──────── Records supplied ────────

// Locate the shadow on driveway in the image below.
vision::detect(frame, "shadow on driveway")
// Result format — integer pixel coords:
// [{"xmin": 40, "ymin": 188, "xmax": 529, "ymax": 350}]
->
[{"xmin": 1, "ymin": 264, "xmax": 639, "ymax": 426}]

────────

Directions:
The lines wanted are those from the one with "Result format —" through the last line of the records, repeated exactly and with both ends included.

Exercise result:
// Result format — integer pixel coords:
// [{"xmin": 40, "ymin": 188, "xmax": 529, "ymax": 350}]
->
[{"xmin": 1, "ymin": 264, "xmax": 639, "ymax": 426}]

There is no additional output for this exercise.